Provided data:
+---+
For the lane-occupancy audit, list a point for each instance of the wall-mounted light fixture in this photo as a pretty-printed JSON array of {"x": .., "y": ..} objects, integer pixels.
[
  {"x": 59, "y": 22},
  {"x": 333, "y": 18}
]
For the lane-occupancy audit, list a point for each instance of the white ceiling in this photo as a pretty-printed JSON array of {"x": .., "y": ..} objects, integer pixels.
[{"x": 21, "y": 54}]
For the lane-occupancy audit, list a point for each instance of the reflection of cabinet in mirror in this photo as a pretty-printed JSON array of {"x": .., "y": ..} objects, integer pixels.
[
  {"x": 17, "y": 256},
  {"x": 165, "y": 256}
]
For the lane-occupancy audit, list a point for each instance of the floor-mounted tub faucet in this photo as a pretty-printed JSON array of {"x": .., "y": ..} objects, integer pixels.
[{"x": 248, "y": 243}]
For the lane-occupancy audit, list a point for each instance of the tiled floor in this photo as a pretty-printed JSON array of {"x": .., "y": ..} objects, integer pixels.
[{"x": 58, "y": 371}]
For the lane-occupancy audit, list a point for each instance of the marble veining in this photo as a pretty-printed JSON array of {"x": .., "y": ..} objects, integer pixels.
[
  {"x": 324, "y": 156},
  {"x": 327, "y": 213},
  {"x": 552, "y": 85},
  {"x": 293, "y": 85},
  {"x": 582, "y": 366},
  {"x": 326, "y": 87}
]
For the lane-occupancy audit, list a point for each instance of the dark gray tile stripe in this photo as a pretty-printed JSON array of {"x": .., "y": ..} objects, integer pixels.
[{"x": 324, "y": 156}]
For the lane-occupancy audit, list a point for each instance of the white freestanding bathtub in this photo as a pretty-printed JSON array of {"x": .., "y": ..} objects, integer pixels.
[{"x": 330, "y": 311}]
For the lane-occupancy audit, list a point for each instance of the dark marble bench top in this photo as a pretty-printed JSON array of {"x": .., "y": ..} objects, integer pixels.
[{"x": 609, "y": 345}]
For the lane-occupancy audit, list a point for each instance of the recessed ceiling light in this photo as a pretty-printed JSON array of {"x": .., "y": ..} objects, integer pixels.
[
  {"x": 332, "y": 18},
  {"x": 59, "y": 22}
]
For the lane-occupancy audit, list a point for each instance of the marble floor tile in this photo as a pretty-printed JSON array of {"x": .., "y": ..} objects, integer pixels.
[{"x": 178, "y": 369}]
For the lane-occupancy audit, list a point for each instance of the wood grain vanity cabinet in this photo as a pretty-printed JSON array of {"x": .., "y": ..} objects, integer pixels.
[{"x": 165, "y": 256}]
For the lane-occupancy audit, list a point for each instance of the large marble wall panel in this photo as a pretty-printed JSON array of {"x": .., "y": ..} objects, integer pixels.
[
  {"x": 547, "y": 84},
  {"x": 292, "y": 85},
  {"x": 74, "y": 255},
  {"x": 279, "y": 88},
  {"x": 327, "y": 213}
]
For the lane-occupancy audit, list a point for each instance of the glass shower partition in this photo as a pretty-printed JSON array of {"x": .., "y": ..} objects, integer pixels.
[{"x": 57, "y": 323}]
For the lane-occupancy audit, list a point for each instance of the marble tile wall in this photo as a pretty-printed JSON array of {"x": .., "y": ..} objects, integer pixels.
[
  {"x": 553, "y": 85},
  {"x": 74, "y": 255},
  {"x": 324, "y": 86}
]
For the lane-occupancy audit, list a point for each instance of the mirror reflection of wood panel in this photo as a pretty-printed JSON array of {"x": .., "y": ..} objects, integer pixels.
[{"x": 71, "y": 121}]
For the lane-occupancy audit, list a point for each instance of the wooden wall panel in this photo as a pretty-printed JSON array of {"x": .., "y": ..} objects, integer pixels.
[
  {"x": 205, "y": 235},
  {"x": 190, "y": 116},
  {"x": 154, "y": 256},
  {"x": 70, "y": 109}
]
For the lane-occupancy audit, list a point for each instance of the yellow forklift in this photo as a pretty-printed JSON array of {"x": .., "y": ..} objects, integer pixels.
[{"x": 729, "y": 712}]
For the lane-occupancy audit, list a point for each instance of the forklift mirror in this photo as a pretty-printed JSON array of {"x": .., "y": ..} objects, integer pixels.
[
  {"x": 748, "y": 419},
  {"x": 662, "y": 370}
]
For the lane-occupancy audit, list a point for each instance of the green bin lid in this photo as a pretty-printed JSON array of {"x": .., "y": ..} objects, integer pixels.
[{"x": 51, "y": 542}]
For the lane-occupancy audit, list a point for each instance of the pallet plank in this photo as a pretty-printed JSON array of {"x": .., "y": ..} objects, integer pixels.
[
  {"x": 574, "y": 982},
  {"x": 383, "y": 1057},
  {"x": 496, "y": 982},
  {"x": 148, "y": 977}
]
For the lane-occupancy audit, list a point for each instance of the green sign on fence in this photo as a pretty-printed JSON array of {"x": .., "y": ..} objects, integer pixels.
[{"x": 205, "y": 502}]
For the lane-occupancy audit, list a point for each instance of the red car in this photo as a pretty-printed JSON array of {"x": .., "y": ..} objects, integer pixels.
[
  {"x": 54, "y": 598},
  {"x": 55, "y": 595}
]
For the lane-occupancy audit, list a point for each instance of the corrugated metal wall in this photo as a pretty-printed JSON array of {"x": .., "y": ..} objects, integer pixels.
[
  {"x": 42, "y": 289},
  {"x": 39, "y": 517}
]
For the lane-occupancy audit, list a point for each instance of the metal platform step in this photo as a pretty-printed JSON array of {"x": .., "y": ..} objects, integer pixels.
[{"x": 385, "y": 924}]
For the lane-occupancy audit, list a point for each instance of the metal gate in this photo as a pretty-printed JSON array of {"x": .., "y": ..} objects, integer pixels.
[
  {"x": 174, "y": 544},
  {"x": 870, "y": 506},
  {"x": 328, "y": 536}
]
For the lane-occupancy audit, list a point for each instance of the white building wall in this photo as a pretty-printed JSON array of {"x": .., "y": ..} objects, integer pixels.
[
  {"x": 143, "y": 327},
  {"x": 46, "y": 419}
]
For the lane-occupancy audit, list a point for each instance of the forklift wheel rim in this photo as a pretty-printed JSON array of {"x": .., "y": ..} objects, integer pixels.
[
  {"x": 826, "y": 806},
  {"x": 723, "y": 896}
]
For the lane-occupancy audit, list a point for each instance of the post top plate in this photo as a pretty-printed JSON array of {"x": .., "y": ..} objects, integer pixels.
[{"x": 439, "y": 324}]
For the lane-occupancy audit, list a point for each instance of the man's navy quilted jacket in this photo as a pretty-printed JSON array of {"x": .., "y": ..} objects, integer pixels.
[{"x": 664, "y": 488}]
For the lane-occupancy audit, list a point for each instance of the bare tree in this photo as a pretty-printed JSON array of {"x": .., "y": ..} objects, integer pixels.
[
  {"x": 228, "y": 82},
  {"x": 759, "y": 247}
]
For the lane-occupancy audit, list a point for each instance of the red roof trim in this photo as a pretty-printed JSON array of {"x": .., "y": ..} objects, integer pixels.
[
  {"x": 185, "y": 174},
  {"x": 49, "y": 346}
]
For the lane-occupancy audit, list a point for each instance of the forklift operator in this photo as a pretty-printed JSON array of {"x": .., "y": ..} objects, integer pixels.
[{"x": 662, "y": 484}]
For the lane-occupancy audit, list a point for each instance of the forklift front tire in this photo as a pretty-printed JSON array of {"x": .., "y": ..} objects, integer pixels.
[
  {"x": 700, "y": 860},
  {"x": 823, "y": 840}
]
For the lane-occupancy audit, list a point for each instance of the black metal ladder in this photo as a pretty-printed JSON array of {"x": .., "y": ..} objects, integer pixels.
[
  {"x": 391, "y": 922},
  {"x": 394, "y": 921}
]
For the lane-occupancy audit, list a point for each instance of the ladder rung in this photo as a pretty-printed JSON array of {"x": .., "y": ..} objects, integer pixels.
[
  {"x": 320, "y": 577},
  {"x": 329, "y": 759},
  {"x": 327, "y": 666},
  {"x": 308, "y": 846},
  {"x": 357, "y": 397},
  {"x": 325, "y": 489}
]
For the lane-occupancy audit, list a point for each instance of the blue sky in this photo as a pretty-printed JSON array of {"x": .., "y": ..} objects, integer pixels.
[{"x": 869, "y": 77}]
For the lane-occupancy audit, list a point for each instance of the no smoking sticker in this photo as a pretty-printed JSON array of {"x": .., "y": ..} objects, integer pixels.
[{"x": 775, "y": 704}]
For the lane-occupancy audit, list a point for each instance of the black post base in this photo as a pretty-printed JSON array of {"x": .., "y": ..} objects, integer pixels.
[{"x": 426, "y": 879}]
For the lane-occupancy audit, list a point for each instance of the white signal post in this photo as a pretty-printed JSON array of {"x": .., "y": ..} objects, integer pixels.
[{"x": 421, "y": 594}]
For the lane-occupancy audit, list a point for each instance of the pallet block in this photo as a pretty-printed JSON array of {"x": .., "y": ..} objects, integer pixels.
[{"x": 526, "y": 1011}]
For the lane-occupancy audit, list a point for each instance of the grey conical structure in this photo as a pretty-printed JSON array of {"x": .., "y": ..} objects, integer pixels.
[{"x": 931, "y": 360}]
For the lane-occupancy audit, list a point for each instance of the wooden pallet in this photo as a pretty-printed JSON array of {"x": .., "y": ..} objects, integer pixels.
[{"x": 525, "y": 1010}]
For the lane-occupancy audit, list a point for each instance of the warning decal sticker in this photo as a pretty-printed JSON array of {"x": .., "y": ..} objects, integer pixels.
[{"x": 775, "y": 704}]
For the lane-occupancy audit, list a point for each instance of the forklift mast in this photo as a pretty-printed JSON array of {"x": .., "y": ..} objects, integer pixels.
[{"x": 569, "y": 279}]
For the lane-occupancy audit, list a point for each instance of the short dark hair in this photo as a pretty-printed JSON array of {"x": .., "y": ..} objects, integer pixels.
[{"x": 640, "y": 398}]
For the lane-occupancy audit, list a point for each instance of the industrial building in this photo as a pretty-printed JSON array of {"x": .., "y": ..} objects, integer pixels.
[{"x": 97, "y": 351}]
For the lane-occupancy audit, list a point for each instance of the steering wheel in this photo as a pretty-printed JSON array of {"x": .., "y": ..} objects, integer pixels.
+---+
Given problem: From the line with "the wooden pallet" to the last line of the material, give every line again exactly, and only those lines.

Answer to this problem:
For the lane-occupancy audit, list a point for each instance of the wooden pallet in this photo as a pretty-printed JSON array of {"x": .., "y": ..} objects, integer pixels.
[{"x": 525, "y": 1010}]
For the lane-occupancy audit, list a point for each instance of the warning decal sticker in this photo as a pretty-printed JSON array of {"x": .., "y": ..} objects, integer pixels.
[{"x": 775, "y": 704}]
For the lane-occupancy audit, list a point for each instance of the forklift mast in this photo as a pretty-printed JSON array of {"x": .., "y": ..} objects, integer pixels.
[{"x": 569, "y": 279}]
For the lane-occupancy audit, list a point for each instance of the short dark hair in this photo as a pretty-printed JSON array of {"x": .., "y": ..} objects, integer pixels.
[{"x": 640, "y": 398}]
For the lane-occupancy audit, list a point for each instance of the industrial building in this photo as a pretty-printed JSON array of {"x": .., "y": ..} objects, integer pixels.
[{"x": 97, "y": 351}]
For the lane-occupancy audit, list a point for each instance of the steering wheel in this photo as a pretty-printed JSON array of {"x": .., "y": ..} objects, integer pixels.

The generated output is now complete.